— READING PASSAGE —

While evidence of the high percentage of failures to use seat belts is relevant to the issue of reasonableness, such evidence does not support withholding the issue from the jury. The assertion that certain conduct is customary, or that a majority engage in the conduct in question, does not in and of itself make such conduct reasonable. The determinative evaluation requires contemplating the fictitious objective "reasonable person,” not the subjective vaverage person.” For customary conduct to be reasonable under the circumstances, it must be a product of what has been described "learned reason.”17 That is, as first articulated by Judge Learned Hand in United States v Carroll Towing Co, 159 F2d 169, 173 (CA 2, 1947), and consistently applied by the courts of this jurisdiction as reflected in Moning, supra, such conduct *462may be found to be unreasonable if the magnitude of the risk of harm created (probability of harm multiplied by the gravity of that harm) is greater than the burden of adequate precautions or the utility of the conduct in question.
In light of the uniform applicability of that formula, whether considering a defendant’s conduct for purposes of liability or a plaintiffs for purposes of reducing his recovery, we agree with the reasoning of the New York Court of Appeals in Spier, supra, 452, that "the burden of buckling an available seat belt may, under the facts of the particular case, be found by the jury to be less than the likelihood of injury when multiplied by its accompanying severity.”
We are not persuaded that all reasonable persons would agree that the burden of seat belt use, or the utility of seat belt nonuse, outweighs the resulting magnitude of the risk of injury. We are likewise not persuaded that any ascertainable public policy considerations could require that such an approach be adopted and applied in all cases. Accordingly, we hold that whether failure to use a seat belt constitutes comparative negligence so as to require the proportionate reduction of a plaintiffs recovery is an evaluative issue appropriately within the province of the jury.
If competent evidence is proffered to establish that the failure to use an available #and operational seat belt contributed to producing plaintiffs damages, then the issue of comparative negligence, including the accompanying issue of causation, should be submitted to the jury pursuant to the special verdict form ordinarily used in such cases.

— GIVEN TASK 1 —
Count the lines in the entries that contain the string "road". Give only the number.

— THE DATA —
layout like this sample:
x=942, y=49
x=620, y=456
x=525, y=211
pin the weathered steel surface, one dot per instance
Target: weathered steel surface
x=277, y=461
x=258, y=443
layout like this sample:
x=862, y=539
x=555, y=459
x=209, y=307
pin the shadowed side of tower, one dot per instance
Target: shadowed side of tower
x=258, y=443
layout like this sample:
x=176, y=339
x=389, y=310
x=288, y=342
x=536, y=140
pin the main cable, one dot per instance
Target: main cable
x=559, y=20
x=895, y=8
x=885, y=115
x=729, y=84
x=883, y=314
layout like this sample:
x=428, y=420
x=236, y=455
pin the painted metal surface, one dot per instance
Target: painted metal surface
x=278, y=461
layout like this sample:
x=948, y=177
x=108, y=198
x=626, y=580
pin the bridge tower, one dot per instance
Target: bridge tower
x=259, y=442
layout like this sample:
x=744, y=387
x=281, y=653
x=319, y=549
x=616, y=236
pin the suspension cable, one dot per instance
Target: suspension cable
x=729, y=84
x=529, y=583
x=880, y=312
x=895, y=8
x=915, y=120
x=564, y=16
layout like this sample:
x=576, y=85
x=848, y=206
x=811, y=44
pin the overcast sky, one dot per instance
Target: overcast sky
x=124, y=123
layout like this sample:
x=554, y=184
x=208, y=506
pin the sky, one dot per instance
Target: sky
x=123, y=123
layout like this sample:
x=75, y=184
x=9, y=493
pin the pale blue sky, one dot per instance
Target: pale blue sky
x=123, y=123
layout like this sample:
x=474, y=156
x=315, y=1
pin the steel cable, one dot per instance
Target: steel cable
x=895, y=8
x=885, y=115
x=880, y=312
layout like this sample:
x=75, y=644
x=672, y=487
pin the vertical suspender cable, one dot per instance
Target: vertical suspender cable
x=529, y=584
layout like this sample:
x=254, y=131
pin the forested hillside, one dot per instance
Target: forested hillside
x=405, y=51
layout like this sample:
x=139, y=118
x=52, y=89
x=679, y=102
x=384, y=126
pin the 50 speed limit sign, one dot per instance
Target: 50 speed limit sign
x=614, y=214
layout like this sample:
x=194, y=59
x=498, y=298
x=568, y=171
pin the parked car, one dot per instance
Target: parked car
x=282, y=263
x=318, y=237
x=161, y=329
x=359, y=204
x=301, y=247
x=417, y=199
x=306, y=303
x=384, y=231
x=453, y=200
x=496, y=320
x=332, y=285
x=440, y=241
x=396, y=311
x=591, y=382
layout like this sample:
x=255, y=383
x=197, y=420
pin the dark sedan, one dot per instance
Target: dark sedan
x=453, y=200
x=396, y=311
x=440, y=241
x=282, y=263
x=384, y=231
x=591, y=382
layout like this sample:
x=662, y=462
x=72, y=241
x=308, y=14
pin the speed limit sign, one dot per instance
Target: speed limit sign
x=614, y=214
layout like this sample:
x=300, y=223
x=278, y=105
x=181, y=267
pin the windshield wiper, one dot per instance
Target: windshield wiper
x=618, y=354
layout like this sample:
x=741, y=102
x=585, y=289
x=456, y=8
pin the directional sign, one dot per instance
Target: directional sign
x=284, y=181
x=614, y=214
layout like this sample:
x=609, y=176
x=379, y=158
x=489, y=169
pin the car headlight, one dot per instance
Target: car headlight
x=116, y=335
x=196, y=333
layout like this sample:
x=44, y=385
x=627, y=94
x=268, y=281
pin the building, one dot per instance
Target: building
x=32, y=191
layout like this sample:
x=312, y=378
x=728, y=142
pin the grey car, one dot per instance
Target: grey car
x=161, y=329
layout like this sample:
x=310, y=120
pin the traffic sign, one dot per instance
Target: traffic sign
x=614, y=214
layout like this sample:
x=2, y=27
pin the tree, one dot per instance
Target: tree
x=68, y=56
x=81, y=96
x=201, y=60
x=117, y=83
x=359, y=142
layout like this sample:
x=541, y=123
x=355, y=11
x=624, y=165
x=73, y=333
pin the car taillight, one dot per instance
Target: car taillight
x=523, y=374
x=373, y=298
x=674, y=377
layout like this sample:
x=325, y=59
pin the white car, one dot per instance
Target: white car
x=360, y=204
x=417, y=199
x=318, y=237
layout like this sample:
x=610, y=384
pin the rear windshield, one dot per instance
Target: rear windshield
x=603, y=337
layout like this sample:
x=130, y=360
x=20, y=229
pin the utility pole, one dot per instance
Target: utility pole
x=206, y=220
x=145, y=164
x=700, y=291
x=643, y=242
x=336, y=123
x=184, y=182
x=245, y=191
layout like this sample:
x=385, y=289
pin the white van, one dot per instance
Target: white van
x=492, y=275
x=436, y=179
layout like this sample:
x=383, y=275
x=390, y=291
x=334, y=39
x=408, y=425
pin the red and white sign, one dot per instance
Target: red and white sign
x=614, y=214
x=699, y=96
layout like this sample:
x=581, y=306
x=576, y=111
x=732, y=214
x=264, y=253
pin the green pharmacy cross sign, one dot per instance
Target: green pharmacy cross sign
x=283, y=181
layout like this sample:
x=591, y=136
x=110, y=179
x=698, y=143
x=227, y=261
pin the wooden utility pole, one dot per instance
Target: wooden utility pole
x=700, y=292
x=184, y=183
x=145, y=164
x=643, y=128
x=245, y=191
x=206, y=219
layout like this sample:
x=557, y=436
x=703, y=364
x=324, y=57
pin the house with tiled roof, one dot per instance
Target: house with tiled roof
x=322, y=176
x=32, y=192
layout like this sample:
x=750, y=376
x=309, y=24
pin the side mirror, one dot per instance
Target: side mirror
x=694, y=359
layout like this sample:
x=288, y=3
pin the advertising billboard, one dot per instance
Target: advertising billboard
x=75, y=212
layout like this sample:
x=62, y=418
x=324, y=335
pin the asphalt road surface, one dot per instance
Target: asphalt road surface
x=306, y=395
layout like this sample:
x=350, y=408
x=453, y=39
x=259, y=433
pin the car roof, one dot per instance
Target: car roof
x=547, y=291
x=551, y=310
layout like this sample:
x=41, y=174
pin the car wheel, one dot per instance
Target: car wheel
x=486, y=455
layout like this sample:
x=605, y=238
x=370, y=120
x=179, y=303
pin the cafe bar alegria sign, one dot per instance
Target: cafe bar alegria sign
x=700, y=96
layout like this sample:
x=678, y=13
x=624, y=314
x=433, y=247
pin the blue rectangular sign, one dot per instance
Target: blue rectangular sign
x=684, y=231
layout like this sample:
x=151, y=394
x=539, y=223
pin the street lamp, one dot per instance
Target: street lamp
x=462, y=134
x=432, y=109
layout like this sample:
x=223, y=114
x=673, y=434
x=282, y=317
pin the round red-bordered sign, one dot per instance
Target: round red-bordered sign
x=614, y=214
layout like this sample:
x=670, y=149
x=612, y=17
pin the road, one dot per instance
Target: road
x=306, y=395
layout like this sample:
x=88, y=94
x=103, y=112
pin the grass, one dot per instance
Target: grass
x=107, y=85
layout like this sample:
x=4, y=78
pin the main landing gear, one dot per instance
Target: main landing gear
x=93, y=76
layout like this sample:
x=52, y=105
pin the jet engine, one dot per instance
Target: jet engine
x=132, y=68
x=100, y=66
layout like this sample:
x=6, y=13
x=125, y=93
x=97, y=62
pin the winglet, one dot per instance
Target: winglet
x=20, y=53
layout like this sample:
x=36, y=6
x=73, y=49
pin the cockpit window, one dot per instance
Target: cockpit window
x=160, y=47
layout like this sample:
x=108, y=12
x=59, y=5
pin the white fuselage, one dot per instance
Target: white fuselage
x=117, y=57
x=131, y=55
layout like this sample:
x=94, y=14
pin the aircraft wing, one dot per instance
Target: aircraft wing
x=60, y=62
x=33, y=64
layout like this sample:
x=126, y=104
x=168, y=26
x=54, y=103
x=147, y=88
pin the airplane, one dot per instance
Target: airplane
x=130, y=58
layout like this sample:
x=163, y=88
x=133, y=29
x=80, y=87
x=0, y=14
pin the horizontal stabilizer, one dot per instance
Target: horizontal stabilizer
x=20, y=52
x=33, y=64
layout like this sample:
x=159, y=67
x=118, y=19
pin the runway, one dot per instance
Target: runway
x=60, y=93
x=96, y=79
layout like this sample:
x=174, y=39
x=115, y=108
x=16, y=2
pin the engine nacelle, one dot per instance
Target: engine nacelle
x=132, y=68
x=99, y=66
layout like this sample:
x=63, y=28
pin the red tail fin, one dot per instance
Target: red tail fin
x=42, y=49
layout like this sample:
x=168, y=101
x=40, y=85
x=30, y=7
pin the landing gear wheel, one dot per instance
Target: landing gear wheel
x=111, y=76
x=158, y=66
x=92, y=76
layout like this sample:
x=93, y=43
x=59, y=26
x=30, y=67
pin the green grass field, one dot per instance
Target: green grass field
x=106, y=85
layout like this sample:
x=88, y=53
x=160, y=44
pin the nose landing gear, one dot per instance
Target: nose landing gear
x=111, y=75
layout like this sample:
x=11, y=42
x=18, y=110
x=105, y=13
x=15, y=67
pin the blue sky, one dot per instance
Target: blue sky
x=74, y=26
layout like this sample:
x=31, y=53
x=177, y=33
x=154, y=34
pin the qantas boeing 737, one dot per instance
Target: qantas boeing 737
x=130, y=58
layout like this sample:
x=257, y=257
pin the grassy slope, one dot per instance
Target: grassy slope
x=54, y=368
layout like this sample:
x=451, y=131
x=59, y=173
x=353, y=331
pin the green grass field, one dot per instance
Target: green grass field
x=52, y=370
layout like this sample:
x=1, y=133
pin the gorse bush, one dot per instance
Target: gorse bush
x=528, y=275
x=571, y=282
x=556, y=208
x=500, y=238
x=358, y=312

— GIVEN TASK 2 —
According to the seat belt opinion, which judge first articulated the formula for deciding whether customary conduct is unreasonable?

— RESPONSE 1 —
4

— RESPONSE 2 —
Judge Learned Hand, in United States v Carroll Towing Co.